Exercise objective »
Extract the full set of records, then give each one again exactly.

------ Records for the task ------

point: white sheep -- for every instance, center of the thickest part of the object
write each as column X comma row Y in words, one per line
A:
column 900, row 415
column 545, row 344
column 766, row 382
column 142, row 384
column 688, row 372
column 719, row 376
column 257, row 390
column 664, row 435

------

Task solution »
point: white sheep -- for every instance, center of the thickest part of the object
write each as column X comma row Y in words, one per line
A:
column 900, row 415
column 545, row 344
column 766, row 382
column 142, row 384
column 688, row 372
column 719, row 376
column 257, row 390
column 664, row 435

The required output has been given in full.